**Recorded information**
────────────────────
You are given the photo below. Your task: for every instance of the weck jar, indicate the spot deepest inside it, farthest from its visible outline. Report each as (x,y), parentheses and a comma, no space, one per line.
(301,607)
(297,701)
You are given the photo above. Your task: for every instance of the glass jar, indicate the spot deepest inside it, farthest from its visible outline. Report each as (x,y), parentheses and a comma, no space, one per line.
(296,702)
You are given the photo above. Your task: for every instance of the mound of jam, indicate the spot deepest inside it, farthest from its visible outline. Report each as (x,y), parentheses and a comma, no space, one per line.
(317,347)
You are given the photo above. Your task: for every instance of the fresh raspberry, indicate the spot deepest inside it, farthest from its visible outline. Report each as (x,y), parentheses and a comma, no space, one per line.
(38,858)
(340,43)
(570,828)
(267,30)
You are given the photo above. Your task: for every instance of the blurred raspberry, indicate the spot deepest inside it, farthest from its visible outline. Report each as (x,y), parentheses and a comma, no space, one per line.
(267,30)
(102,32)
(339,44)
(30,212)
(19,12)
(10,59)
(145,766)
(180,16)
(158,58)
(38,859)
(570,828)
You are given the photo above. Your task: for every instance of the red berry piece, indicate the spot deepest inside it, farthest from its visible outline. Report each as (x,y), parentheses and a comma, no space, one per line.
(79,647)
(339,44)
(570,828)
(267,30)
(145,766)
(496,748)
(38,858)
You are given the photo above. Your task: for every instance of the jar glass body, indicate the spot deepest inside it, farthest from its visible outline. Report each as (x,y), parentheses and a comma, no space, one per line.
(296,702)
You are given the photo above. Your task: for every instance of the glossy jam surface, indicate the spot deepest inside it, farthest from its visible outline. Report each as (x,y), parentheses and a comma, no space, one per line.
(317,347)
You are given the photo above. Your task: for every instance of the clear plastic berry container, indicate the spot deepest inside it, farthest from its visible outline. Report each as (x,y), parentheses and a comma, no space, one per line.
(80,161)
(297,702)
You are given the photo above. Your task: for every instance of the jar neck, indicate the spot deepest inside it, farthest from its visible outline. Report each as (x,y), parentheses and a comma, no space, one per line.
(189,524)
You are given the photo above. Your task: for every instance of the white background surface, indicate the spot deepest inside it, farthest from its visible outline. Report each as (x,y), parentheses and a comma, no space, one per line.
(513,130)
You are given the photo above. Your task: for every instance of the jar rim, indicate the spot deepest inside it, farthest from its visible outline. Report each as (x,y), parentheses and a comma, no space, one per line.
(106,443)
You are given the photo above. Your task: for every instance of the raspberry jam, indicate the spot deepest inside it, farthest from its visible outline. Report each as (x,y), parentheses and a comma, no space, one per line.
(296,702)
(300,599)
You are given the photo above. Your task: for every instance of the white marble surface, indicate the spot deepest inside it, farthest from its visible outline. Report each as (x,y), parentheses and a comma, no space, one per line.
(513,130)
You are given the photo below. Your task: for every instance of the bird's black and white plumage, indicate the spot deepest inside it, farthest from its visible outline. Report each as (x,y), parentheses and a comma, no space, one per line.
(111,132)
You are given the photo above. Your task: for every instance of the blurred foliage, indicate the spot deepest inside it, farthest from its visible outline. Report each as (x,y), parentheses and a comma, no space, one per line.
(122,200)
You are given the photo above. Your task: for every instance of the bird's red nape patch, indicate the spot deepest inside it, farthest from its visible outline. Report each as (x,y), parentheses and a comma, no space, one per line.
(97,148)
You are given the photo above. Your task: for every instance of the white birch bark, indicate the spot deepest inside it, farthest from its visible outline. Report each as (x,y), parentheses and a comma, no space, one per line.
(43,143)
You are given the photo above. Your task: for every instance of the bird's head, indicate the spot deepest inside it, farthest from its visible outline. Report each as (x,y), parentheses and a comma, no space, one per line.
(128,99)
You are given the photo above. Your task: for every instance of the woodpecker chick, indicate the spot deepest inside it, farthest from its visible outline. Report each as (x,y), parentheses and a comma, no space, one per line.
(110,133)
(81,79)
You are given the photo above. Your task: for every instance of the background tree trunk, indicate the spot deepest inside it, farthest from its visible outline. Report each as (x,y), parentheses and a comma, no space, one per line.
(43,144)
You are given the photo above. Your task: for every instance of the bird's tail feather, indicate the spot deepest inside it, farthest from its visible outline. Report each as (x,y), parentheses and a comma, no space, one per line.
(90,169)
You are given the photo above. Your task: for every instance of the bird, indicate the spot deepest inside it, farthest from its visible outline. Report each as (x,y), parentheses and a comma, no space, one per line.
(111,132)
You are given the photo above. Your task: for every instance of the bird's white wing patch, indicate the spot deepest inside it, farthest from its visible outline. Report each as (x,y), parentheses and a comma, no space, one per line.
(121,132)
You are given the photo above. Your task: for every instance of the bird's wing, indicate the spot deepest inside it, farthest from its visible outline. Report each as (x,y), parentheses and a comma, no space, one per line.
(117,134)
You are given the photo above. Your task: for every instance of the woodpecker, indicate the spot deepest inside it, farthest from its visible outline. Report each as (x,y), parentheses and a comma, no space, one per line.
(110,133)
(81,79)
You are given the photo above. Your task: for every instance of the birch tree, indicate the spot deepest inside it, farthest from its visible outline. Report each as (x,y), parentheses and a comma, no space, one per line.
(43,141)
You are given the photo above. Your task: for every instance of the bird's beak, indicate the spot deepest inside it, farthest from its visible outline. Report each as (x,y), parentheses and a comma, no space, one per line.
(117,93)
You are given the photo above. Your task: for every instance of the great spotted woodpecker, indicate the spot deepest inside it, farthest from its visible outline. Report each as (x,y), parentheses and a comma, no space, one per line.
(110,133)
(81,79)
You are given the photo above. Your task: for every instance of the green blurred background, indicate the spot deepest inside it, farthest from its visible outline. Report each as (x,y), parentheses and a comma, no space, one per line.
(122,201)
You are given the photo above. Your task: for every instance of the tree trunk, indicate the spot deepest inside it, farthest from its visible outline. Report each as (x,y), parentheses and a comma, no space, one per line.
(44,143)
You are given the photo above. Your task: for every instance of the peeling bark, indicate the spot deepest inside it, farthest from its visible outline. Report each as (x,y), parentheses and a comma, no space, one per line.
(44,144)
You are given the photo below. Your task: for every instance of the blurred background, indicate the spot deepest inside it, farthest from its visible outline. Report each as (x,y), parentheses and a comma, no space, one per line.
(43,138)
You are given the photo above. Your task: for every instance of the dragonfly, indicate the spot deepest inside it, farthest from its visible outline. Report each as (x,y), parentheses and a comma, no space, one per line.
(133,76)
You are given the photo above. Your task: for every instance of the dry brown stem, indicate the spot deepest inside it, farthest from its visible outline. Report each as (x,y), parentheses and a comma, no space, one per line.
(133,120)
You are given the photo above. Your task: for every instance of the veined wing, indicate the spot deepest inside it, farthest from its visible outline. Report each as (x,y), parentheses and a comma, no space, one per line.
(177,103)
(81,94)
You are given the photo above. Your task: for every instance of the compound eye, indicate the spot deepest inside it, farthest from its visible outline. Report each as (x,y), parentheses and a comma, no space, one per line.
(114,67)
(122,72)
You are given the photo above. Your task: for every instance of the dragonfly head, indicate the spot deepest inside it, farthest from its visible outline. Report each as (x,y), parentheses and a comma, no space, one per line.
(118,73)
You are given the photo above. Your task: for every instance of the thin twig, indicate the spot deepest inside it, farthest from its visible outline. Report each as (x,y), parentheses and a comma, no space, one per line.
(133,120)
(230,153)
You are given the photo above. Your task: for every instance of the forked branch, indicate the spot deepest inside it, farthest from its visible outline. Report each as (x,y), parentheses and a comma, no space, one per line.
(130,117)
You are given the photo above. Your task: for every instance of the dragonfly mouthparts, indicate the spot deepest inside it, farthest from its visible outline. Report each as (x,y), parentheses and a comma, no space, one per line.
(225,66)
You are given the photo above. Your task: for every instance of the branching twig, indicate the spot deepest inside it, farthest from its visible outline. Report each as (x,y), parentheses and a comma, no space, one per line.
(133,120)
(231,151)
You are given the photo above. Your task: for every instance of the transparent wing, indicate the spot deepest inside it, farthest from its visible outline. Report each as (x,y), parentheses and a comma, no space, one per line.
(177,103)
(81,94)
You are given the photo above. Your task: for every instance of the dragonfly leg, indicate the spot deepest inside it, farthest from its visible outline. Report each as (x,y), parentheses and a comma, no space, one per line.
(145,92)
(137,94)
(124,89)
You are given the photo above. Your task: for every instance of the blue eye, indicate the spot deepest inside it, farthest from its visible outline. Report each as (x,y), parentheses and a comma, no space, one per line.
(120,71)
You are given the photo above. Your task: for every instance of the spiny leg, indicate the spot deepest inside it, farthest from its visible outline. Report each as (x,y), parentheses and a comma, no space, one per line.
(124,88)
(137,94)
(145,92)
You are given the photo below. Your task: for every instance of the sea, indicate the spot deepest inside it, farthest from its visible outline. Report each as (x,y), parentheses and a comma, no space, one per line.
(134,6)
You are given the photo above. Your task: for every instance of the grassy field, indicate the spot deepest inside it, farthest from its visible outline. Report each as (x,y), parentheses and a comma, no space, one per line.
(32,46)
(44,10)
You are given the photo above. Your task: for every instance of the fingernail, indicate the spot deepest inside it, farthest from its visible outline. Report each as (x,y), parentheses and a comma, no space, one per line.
────────────────────
**Exercise details**
Rewrite the entries from the line containing "of the spiny" through the end of the entries, changing "grassy field" to "green meadow" and leaving everything else as it is.

**Output of the exercise**
You are given the photo above. Your task: for every instance of the spiny leg, indicate the spot deepest inside it, farthest from its visible outline. Report each as (x,y), parentheses and a comma, no space, one per line.
(124,88)
(137,94)
(145,92)
You are given the photo below. Your task: for every instance of the sea, indicate the spot deepest inside it, farthest from its visible outline. Report each as (x,y), parentheses and a comma, no space, one per line.
(134,6)
You are given the photo above. Your task: for every instance of the green meadow, indicate the spot deepest inside it, farthest from its visible outline. Report each as (x,y), parentheses and a comma, no space, one per line.
(32,46)
(44,10)
You are given the photo above. Your task: for every instance of the fingernail, indicate the spot deepest inside it, farthest from its visible outline. Report each as (x,y), parentheses and a comma, no space, one per line.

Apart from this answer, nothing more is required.